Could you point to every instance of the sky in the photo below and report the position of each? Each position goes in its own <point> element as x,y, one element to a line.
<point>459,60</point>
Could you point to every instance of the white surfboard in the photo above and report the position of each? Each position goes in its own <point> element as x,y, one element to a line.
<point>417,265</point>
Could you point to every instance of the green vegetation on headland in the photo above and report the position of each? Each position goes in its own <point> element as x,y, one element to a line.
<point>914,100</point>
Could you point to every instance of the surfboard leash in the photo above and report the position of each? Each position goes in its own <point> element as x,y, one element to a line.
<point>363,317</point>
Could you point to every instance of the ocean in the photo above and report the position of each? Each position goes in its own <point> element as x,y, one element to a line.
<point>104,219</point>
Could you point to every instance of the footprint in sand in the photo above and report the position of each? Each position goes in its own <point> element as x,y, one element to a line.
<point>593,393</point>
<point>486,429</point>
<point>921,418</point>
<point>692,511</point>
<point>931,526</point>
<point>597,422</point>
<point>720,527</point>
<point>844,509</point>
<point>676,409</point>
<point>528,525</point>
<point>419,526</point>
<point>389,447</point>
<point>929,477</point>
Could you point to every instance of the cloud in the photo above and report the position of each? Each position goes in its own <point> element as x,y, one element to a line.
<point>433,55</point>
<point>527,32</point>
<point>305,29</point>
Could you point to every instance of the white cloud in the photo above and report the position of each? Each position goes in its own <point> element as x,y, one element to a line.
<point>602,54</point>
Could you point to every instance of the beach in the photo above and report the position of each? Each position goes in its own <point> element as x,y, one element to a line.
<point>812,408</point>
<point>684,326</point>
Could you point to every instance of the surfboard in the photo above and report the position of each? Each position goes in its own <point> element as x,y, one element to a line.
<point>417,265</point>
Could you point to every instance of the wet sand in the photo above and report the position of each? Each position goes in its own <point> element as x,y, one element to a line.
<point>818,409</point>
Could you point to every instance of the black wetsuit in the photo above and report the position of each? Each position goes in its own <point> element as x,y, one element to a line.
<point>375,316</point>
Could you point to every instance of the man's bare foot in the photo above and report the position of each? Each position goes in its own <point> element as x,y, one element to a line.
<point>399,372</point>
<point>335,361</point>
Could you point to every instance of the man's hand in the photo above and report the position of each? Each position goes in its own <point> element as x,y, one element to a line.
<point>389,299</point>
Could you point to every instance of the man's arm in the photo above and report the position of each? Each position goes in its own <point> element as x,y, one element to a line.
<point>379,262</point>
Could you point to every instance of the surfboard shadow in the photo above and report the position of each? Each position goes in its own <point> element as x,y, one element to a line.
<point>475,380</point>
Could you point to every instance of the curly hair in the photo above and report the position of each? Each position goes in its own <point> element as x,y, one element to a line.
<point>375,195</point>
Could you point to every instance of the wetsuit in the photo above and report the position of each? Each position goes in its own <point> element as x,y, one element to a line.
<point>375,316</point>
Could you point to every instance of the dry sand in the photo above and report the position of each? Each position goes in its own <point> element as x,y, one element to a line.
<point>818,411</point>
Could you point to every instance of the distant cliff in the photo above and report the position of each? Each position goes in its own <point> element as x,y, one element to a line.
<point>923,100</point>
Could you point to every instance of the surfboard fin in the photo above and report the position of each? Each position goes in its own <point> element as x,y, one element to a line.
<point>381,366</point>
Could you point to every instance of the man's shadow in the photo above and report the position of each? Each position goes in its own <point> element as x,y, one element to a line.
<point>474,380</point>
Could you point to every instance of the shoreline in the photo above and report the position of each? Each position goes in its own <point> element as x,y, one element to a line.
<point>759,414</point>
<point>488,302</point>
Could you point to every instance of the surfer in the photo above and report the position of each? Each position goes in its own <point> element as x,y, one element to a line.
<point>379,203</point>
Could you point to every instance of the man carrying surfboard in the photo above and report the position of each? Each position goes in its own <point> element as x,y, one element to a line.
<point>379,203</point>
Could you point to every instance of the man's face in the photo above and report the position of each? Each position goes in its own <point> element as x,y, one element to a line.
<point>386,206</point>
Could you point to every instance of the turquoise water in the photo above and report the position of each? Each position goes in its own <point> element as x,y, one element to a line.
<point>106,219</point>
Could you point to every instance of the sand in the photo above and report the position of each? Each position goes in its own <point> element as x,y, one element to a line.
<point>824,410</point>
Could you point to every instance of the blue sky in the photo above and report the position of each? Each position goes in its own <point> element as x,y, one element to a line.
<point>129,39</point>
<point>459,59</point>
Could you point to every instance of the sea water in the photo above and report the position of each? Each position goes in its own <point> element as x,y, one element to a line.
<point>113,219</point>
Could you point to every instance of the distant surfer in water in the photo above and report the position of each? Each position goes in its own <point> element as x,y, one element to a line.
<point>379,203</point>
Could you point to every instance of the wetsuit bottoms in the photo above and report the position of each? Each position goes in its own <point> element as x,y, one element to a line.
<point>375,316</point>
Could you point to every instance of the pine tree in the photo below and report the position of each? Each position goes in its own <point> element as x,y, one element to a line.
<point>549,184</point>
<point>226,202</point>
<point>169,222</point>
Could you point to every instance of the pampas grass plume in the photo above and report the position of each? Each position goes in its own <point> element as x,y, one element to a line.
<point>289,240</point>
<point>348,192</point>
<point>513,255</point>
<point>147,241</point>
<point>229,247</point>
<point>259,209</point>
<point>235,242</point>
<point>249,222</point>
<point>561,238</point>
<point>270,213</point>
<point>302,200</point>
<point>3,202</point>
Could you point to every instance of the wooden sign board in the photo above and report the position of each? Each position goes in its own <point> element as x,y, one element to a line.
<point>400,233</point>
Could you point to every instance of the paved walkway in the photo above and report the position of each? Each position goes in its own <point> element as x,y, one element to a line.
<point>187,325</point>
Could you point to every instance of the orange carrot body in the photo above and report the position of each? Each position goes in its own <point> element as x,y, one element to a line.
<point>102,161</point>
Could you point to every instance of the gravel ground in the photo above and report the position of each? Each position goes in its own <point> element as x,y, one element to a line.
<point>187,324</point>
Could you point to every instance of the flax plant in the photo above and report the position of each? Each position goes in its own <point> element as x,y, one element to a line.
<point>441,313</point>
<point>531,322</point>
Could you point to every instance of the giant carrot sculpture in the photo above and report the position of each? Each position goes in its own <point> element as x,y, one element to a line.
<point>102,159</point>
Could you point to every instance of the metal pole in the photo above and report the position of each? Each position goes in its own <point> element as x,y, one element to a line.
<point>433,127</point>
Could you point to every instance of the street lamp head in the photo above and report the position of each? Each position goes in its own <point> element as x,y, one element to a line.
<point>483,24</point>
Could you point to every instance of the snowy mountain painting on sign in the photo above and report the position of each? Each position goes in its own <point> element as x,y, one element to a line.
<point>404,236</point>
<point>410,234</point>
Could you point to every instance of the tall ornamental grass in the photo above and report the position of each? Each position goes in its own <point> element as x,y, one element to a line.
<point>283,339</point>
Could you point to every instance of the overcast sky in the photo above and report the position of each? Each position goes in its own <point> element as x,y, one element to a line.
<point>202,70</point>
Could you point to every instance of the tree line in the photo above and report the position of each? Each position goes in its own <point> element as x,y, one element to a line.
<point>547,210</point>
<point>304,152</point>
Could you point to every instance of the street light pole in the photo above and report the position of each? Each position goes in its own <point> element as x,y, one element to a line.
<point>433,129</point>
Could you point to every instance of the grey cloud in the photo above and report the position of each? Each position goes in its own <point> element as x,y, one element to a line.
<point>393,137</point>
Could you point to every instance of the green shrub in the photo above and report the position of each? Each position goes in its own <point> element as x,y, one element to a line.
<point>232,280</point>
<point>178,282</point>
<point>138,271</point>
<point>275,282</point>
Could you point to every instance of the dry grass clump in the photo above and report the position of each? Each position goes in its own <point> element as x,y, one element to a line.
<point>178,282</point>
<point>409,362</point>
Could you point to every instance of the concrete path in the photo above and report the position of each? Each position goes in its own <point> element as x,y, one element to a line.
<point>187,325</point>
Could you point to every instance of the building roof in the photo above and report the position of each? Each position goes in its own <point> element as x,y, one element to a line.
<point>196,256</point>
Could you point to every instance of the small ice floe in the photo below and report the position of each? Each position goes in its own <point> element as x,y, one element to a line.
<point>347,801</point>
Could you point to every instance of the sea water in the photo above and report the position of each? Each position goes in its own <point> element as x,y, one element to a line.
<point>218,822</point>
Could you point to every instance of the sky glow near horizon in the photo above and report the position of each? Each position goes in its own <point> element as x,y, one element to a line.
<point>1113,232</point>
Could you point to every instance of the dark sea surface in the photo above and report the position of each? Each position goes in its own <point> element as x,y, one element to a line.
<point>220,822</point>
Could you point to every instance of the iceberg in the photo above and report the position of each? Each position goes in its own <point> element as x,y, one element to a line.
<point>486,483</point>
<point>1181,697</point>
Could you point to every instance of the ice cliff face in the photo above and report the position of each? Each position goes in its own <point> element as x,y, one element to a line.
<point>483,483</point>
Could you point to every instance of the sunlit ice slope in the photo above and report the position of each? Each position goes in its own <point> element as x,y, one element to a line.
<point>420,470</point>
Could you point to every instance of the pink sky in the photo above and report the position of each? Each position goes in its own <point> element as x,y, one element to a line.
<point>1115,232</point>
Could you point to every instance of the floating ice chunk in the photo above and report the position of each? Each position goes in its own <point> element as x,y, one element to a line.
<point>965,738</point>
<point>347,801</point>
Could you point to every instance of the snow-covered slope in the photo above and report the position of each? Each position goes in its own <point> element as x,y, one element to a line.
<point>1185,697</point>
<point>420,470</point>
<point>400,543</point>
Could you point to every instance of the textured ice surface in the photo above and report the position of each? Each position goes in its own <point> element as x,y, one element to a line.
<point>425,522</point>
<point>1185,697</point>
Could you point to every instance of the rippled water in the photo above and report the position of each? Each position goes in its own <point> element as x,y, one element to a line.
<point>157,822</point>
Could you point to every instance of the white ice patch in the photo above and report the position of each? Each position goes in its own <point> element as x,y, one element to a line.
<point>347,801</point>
□ □ □ □ □ □ □
Reproduce exactly the line that holds "Could you point to every instance of the textured", then every line after it, ending with the final line of the records above.

Could you point to every instance of the textured ice surface in the photo above and report the position of each? Each position goes in its own <point> element as x,y, one element to a line.
<point>425,522</point>
<point>1185,697</point>
Could you point to every instance of the rippled water in the photo above and report the position of each? Each position goes in its own <point> element as x,y, one element to a line.
<point>157,822</point>
Could you point to every instance of the white ice patch in the photo above and report the position of each? Each position goes in its own <point> element as x,y, one element to a line.
<point>347,801</point>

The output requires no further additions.